→ Task objective: Only the number is wanted: how many lines of the listing below contain "single"?

→ Information:

┄┄┄┄┄┄┄┄┄┄┄┄┄┄┄┄┄┄┄┄

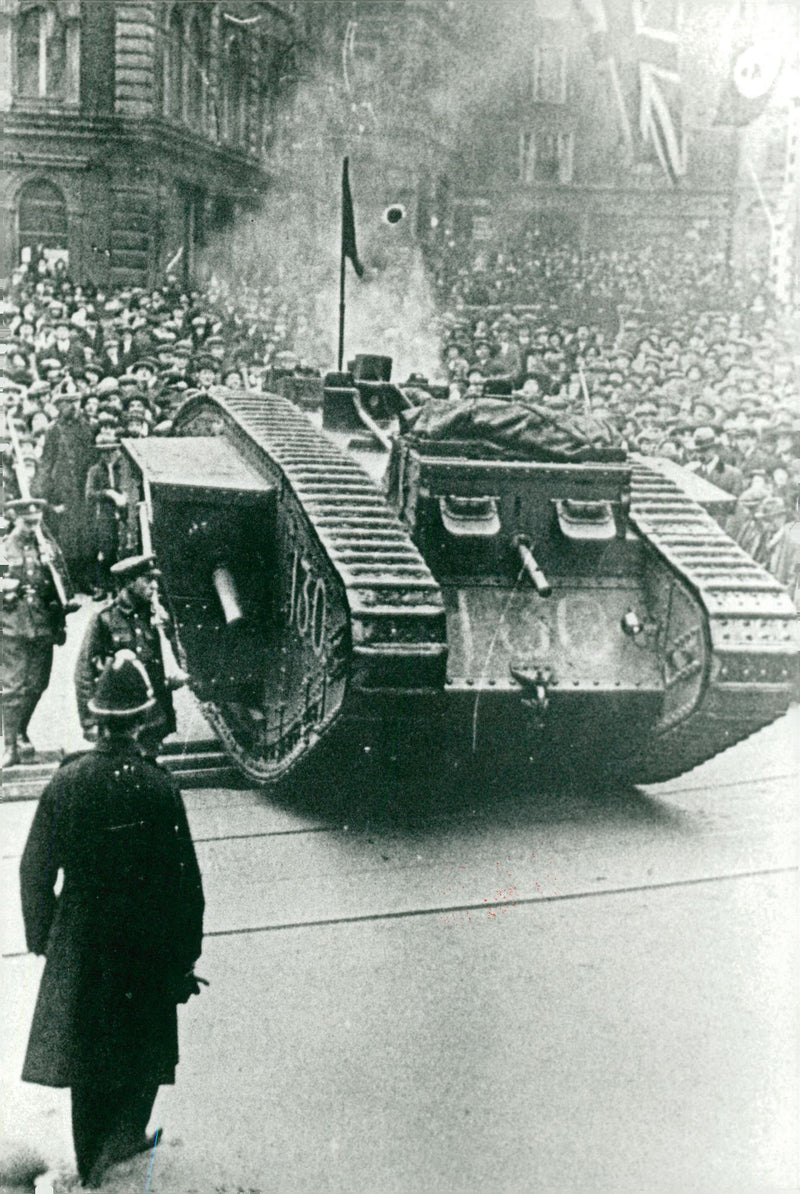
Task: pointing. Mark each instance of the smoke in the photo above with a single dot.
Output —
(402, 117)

┄┄┄┄┄┄┄┄┄┄┄┄┄┄┄┄┄┄┄┄

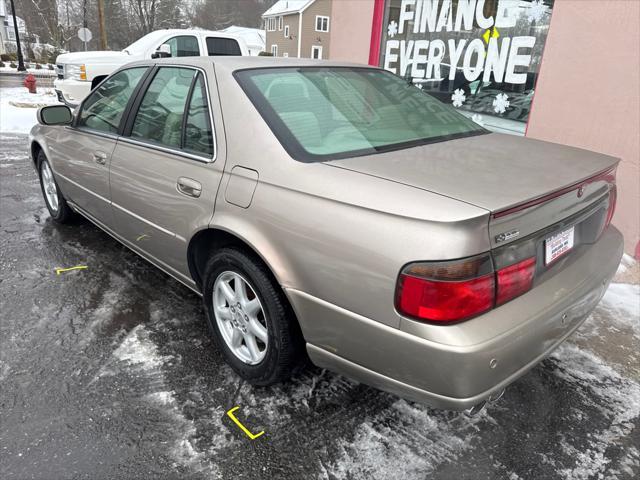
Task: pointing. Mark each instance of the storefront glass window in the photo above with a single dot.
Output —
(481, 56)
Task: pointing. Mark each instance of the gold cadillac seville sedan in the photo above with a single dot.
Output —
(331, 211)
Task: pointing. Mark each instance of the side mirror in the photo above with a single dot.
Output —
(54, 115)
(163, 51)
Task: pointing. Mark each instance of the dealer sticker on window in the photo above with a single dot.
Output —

┄┄┄┄┄┄┄┄┄┄┄┄┄┄┄┄┄┄┄┄

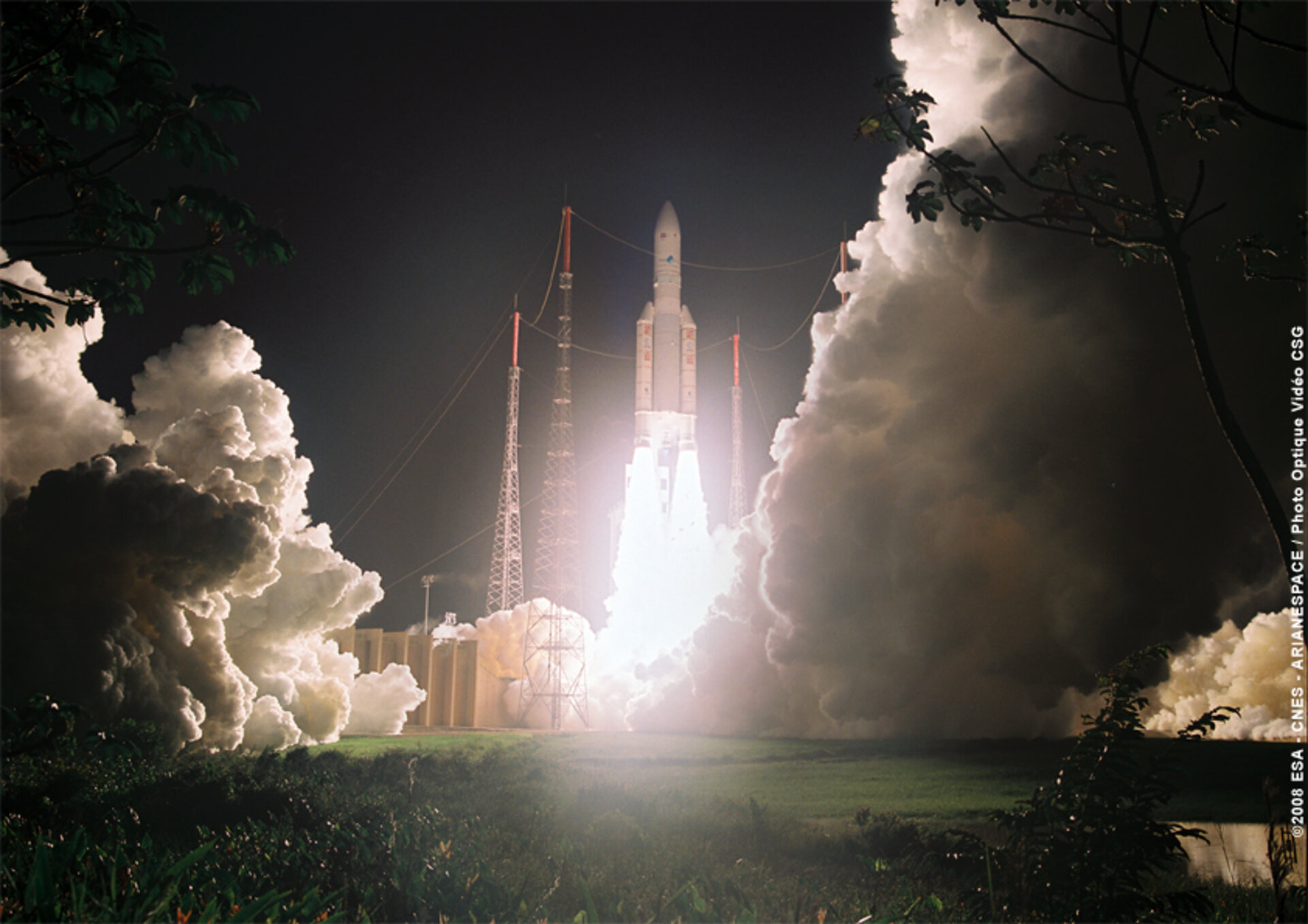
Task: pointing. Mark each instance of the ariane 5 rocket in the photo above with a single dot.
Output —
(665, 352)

┄┄┄┄┄┄┄┄┄┄┄┄┄┄┄┄┄┄┄┄

→ Final answer: 6